Stored data:
========

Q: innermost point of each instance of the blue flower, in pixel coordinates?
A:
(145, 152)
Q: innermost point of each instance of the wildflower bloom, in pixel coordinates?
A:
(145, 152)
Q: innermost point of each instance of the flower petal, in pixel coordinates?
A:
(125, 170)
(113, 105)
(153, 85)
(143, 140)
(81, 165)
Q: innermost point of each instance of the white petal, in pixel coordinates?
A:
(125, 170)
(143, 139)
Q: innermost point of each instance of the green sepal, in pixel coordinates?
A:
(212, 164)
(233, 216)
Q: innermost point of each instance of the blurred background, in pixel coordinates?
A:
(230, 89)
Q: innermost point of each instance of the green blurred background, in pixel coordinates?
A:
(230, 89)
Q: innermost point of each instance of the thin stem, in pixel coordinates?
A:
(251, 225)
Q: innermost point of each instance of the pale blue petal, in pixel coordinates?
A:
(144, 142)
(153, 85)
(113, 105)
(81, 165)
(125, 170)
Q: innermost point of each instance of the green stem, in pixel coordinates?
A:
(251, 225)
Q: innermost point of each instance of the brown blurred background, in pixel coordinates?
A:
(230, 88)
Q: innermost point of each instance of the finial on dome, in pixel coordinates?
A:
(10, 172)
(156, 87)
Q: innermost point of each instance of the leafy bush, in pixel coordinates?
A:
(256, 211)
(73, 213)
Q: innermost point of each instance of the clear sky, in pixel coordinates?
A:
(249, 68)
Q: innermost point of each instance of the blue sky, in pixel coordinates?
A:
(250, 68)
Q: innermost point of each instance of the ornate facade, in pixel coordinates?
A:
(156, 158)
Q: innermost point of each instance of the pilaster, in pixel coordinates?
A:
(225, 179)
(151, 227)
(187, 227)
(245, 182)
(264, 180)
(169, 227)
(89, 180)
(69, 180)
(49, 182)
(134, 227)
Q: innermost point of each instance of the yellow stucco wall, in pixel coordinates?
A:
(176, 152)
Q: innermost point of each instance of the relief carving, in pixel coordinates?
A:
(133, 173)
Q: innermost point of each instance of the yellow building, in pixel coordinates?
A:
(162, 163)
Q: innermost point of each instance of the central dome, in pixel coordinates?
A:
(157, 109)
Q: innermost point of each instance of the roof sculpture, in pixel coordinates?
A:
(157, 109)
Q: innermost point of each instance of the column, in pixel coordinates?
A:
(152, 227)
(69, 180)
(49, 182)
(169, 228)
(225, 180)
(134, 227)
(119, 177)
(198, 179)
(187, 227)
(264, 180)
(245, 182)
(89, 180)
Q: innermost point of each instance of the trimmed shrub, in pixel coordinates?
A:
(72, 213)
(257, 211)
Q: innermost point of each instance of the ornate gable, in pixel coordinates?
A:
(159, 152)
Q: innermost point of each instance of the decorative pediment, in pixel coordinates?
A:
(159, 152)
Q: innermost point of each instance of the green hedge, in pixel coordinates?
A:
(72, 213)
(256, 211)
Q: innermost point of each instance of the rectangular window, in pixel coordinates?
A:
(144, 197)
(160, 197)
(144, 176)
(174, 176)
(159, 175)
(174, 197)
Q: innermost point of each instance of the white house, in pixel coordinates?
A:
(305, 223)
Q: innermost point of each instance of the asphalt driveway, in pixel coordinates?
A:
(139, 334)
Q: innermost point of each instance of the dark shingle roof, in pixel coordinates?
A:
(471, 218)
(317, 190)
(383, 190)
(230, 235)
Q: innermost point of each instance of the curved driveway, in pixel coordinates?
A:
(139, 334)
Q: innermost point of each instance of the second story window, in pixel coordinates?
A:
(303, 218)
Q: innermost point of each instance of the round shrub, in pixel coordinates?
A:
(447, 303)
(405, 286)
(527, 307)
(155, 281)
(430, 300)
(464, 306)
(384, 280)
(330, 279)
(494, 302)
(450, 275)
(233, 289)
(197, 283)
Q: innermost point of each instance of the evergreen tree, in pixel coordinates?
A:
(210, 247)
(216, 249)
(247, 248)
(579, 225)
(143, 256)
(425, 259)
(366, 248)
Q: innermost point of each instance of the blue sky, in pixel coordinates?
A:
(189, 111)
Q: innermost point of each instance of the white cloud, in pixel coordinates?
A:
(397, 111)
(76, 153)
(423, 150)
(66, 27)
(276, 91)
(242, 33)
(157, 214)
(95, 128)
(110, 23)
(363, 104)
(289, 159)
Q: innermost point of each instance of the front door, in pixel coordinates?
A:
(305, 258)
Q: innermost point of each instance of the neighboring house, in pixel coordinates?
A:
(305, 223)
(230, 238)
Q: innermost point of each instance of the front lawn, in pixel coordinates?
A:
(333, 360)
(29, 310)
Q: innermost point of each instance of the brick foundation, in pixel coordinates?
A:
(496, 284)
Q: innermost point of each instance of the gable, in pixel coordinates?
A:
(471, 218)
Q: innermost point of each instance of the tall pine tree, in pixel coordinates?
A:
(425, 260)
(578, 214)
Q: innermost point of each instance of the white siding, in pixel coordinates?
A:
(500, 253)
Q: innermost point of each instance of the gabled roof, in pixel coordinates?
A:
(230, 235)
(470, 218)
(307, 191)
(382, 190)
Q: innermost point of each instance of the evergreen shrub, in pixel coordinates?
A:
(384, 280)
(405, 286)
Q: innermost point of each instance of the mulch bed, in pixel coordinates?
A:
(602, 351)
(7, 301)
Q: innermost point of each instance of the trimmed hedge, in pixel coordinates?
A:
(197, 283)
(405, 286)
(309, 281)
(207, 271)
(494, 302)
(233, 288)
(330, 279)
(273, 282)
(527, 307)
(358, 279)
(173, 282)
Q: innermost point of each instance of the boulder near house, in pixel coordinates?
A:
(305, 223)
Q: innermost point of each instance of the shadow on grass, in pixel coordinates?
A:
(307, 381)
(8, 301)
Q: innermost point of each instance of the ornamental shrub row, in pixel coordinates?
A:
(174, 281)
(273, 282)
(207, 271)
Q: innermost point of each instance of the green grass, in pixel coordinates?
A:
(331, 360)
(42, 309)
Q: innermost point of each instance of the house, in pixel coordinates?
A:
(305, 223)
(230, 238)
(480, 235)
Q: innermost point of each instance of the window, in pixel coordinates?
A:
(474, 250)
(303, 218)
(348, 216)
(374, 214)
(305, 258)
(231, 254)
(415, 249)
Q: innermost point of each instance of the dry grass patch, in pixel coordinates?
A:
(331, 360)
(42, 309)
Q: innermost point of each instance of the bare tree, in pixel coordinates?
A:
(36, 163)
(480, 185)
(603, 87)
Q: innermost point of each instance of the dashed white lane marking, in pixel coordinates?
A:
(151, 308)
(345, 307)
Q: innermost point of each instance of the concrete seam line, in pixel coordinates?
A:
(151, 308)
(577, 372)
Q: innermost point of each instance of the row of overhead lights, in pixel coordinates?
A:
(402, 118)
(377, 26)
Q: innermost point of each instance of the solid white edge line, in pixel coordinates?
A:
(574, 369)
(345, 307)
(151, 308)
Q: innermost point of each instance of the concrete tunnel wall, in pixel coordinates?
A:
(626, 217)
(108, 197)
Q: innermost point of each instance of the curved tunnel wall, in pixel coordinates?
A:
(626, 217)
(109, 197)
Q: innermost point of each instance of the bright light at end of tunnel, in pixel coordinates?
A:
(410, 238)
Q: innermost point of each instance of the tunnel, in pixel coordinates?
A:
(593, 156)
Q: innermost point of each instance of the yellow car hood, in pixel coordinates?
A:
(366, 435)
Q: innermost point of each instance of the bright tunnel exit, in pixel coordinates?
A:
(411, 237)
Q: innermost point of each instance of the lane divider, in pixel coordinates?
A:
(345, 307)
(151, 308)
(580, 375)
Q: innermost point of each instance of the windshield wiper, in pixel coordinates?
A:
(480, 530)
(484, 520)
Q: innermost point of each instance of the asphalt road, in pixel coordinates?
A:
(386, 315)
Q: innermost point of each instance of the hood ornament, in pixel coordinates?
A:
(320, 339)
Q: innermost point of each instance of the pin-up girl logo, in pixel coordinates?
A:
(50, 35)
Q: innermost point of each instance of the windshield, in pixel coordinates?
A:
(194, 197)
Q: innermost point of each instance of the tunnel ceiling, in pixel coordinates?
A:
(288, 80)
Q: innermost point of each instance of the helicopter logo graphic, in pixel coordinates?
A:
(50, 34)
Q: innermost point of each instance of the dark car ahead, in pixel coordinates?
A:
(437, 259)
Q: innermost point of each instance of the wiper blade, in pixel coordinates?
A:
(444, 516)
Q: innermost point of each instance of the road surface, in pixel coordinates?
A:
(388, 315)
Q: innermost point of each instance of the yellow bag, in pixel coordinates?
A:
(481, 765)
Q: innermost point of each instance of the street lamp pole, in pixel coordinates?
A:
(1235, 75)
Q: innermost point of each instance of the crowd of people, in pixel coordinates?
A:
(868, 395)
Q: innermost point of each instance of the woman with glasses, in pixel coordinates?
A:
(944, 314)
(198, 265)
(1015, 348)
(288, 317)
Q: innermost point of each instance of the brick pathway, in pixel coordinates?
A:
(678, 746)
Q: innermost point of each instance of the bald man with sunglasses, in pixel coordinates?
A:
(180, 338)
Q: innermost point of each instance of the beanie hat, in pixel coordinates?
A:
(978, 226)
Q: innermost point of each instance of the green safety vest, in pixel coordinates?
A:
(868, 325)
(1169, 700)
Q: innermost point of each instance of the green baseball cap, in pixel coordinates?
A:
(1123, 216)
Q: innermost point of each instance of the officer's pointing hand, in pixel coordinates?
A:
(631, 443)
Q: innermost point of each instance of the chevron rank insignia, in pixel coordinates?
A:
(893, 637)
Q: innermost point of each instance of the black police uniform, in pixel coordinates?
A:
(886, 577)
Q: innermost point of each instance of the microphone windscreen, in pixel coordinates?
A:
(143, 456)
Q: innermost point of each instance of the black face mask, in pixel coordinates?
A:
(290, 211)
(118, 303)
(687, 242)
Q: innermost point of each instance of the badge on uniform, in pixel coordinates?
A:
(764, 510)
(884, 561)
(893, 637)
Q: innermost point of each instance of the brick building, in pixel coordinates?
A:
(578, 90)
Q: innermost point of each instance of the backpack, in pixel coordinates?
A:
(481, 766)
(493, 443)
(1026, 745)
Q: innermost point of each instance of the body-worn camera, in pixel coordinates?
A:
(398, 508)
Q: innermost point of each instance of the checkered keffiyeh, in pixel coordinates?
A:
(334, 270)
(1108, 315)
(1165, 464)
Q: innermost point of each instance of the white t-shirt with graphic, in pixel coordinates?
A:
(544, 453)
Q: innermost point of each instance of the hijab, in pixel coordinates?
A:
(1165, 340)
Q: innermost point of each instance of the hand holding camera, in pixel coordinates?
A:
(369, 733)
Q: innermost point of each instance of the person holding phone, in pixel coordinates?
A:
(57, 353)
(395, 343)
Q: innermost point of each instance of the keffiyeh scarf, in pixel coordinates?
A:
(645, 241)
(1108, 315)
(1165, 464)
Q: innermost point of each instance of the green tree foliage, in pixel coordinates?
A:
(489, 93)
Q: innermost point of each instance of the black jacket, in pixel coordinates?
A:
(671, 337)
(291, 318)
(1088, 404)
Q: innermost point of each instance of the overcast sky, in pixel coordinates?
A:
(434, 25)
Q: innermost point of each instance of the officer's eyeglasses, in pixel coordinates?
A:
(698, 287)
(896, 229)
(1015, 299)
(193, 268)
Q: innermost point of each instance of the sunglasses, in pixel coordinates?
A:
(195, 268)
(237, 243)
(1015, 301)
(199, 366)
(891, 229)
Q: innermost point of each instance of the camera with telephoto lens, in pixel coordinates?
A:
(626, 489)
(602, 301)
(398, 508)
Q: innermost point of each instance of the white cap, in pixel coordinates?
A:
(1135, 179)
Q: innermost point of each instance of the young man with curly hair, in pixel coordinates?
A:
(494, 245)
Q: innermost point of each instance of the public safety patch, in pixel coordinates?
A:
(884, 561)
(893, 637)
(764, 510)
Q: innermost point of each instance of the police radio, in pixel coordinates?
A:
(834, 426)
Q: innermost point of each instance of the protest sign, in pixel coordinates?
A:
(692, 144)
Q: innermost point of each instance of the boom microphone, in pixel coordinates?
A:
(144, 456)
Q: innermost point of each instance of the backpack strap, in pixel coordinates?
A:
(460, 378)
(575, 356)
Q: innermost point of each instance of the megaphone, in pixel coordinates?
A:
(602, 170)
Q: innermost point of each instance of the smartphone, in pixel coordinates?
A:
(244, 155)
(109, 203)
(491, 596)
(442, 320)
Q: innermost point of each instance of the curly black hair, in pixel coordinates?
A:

========

Work instruction:
Throughout the records above, find the lines in which the word "patch" appears and return them.

Expected answer:
Q: innermost point of each instance of the dry grass patch, in pixel coordinates?
Q: innermost point of each instance of the public safety patch, in pixel coordinates?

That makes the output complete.